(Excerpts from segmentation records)
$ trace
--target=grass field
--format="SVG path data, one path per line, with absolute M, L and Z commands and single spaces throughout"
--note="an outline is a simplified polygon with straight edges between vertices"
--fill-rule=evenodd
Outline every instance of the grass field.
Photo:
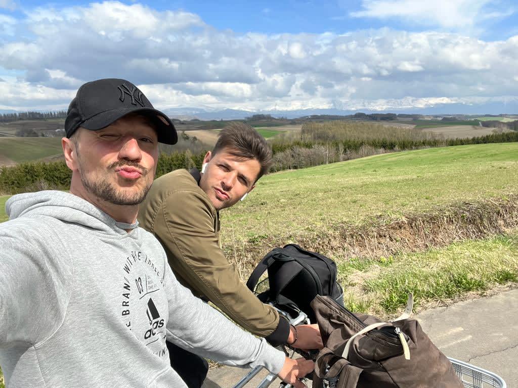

### Your goal:
Show each line of the records that contains the word "with".

### Exercise response:
--format="SVG path data, one path per line, with absolute M, L and Z commands and single spaces throughout"
--note="an outline is a simplified polygon with straight edges between vertices"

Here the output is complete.